_Work required_
Count the lines in the material below that contain the word "each", treating uppercase and lowercase as distinct. Reply with the number only.

● ● ● ● ● ● ●

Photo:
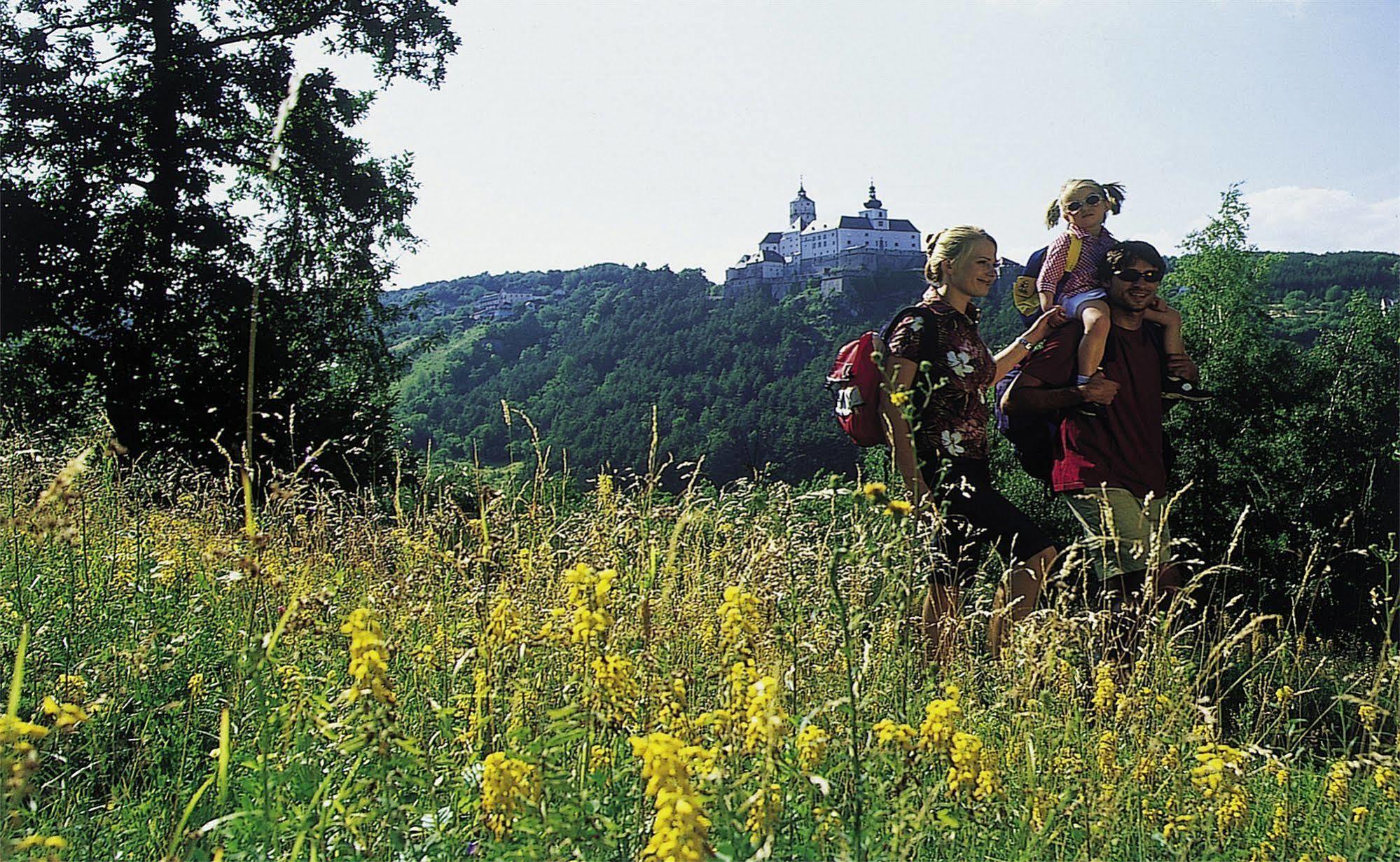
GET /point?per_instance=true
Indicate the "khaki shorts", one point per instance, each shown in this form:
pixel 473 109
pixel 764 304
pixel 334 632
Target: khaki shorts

● ● ● ● ● ● ●

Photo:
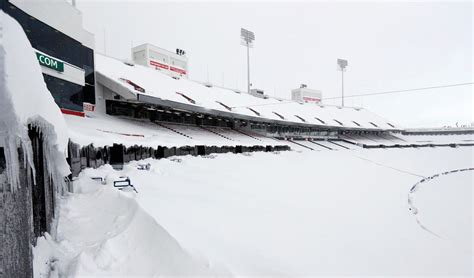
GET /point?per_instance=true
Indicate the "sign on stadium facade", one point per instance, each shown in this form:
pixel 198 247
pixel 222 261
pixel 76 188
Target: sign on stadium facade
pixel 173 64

● ● ● ● ● ● ●

_Complete output_
2